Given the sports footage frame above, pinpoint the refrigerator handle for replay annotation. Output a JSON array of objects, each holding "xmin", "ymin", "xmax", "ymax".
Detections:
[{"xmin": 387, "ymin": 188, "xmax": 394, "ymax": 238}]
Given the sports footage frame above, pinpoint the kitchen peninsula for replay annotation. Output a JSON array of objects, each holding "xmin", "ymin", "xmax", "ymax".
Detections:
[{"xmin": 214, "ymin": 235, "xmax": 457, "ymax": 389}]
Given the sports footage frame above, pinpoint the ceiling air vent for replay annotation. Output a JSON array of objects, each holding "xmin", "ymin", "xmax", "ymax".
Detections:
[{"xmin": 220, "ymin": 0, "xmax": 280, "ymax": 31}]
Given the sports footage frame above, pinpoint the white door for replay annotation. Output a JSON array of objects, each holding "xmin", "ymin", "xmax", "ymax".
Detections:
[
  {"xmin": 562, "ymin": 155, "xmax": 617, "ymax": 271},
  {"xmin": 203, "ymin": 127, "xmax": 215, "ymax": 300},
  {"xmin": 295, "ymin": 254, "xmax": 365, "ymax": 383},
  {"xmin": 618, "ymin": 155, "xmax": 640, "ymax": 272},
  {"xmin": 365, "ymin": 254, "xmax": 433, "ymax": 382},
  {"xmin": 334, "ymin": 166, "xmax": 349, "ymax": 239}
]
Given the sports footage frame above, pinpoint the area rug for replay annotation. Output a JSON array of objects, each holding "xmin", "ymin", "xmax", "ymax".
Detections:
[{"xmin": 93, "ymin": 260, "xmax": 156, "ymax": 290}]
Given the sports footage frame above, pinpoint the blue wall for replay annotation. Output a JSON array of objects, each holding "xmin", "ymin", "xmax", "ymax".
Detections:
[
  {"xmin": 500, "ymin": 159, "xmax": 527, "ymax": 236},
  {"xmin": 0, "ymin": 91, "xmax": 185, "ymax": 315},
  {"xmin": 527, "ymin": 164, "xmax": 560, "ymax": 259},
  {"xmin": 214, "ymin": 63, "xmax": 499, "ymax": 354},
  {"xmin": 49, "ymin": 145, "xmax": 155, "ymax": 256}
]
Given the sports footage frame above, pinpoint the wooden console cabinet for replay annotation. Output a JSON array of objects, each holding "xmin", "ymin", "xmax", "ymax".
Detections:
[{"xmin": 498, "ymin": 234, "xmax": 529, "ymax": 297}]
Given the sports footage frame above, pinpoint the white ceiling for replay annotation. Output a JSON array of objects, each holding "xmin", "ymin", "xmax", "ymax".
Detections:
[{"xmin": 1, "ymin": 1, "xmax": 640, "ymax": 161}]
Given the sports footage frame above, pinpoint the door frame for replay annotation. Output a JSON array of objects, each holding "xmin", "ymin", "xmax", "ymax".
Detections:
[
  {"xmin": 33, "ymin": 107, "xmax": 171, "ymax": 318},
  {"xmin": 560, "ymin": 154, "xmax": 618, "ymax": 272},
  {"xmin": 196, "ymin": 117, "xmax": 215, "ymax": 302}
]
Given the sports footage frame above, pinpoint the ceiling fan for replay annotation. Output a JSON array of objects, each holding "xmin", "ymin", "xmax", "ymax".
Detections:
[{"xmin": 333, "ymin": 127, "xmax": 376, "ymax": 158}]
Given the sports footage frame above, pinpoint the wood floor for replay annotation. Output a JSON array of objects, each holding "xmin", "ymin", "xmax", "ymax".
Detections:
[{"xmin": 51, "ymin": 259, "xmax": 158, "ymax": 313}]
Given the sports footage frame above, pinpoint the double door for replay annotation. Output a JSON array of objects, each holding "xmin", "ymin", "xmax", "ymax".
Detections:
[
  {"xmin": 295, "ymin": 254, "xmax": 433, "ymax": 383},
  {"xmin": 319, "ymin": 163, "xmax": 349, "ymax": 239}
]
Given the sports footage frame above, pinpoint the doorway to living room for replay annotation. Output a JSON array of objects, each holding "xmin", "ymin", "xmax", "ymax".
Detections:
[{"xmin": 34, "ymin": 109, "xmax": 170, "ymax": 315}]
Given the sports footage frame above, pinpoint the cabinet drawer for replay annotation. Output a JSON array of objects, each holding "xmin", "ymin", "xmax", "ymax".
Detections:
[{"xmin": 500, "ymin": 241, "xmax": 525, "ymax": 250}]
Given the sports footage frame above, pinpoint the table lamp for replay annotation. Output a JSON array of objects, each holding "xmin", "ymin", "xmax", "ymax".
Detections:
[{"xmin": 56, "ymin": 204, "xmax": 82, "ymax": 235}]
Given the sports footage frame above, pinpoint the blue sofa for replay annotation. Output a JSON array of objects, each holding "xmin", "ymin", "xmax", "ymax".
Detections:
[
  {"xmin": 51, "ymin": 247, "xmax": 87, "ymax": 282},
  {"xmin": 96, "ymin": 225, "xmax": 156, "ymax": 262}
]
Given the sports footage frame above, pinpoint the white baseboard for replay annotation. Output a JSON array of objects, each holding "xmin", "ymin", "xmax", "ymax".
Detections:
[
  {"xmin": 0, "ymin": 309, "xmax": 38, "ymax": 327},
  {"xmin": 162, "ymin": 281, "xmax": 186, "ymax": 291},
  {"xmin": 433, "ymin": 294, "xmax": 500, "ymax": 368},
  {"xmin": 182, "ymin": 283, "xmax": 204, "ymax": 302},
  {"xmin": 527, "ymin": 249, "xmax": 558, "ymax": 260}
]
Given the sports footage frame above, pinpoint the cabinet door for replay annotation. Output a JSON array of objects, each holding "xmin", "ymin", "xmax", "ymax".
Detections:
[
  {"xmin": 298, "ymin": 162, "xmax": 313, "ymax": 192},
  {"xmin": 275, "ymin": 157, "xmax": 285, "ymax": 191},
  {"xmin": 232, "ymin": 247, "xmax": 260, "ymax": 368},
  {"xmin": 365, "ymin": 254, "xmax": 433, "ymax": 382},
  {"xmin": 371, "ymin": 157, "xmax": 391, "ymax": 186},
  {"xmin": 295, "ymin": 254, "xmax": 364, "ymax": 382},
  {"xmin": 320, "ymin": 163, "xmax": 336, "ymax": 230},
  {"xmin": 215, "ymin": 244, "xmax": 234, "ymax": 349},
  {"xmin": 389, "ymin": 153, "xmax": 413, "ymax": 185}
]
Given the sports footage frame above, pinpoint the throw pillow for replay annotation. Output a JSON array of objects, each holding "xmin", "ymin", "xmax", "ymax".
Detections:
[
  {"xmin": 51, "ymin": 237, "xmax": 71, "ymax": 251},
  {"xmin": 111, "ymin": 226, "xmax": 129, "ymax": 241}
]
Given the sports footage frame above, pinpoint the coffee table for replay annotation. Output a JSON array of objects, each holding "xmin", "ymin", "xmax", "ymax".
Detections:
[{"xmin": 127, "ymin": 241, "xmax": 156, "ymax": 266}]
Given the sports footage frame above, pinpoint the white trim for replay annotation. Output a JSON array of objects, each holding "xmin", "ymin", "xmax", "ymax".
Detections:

-------------------------

§ **Do this**: Put the stretch of the records from the line containing "Given the sports footage frame above, pinpoint the coffee" through the end into a JSON list of strings, one string per line, with blank lines left out.

§ **Complete response**:
[
  "Given the sports footage frame above, pinpoint the coffee table for replay annotation. Output a JSON array of objects, each holding \"xmin\", \"ymin\", \"xmax\", \"ymax\".",
  "Detections:",
  "[{\"xmin\": 127, \"ymin\": 241, \"xmax\": 156, \"ymax\": 266}]",
  "Given the sports footage frame above, pinpoint the white trim for replay annotation. Output a JSON array of objects, each holding \"xmin\", \"ymin\", \"xmax\", \"ymax\".",
  "Detections:"
]